#### Set task
Turn the records from the line containing "Q: Looking at the photo above, point out where the handlebar" through the line containing "264 27 303 58" into a JSON list of strings, one string per line, with blank lines left out.

#### Given entries
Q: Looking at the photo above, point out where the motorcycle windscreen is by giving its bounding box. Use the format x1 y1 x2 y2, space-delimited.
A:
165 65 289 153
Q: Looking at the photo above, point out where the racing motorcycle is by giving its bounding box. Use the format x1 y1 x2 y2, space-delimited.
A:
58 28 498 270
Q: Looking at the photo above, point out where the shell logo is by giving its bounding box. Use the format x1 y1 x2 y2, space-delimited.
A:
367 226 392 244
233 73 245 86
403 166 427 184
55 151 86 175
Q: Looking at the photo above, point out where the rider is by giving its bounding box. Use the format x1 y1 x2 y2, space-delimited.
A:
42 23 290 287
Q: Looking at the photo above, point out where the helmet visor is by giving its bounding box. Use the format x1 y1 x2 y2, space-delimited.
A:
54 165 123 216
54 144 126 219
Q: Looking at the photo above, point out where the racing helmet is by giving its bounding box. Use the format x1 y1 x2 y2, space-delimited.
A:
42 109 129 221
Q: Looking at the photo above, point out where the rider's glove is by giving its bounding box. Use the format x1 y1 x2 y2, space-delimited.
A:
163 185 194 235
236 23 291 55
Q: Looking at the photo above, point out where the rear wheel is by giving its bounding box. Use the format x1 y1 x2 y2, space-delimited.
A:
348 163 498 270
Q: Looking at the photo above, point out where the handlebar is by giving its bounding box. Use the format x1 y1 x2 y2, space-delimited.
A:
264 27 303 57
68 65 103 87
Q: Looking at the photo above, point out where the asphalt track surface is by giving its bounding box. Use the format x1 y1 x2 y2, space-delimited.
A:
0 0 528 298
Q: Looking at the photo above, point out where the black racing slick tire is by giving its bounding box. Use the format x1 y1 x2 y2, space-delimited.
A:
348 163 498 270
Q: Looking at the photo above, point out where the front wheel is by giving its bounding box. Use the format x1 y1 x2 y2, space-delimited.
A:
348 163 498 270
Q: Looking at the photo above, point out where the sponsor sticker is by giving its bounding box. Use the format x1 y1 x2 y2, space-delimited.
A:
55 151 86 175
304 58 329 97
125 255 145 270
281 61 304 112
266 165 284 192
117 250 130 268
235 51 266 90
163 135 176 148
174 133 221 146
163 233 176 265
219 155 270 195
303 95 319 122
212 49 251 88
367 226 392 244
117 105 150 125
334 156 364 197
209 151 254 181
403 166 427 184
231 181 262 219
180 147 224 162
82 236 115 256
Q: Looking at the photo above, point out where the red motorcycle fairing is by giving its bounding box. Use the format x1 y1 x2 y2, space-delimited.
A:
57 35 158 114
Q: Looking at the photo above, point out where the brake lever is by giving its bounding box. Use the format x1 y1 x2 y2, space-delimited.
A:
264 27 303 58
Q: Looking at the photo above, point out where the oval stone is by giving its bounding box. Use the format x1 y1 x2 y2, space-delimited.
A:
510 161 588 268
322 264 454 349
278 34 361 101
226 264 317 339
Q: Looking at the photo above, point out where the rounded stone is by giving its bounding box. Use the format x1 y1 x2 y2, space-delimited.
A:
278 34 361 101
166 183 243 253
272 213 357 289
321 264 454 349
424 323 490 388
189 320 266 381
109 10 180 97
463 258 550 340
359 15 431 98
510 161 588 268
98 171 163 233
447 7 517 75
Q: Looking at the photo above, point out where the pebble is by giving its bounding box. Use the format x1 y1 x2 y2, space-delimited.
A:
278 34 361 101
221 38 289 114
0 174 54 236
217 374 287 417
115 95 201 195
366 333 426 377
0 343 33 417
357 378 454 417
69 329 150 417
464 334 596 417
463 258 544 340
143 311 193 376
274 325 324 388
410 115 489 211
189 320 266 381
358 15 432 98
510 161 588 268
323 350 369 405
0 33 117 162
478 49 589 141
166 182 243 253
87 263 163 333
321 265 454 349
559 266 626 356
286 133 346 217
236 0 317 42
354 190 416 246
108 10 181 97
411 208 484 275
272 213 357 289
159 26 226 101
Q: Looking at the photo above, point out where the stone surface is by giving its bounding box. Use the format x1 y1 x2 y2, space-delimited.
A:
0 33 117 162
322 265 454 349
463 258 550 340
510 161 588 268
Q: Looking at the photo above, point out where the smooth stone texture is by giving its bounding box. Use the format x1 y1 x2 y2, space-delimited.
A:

#### Finished answer
[
  "Q: Looking at the photo above, point out where the handlebar is by giving its bounding box. Use the format x1 y1 x2 y2, space-delimited.",
  "A:",
  "264 27 303 57",
  "68 65 103 87",
  "Q: Looking at the photo above, point out where the asphalt track surface is by giving its bounding box. Use the format x1 y1 x2 y2, space-delimited.",
  "A:",
  "0 0 528 298",
  "Q: Looking at the photo above, point out where the black racing slick tire is by giving its bounding box. Use the format x1 y1 x2 y2, space-delimited.",
  "A:",
  "348 163 498 270",
  "Q: Looking at the photo above, point out where the front wheel is by giving its bounding box. Use the format x1 y1 x2 y2, space-delimited.",
  "A:",
  "348 163 498 270",
  "Q: Looking at the photo above, point out where the sponsor sticker is by giving its bounding box. Use the format x1 y1 x2 y2, space-delimited.",
  "A:",
  "55 151 86 175",
  "304 58 329 97",
  "125 255 145 270",
  "281 61 304 112",
  "266 165 284 192",
  "117 250 130 268",
  "235 51 266 90",
  "163 135 176 148",
  "174 133 221 146",
  "163 233 176 265",
  "219 155 270 195",
  "303 95 319 122",
  "212 49 251 88",
  "367 226 392 244",
  "117 105 150 125",
  "334 156 364 197",
  "209 151 254 181",
  "403 166 427 184",
  "231 181 262 219",
  "180 147 224 162",
  "82 236 115 256",
  "Q: Looking at the photo above, point out where the red motorcycle fairing is by giving its bounding box. Use the format x1 y1 x2 y2, space-delimited.",
  "A:",
  "57 35 158 114",
  "Q: Looking at the photo above, point out where the brake lever is by giving its bounding box. Use the format x1 y1 x2 y2, space-delimited.",
  "A:",
  "264 27 303 58"
]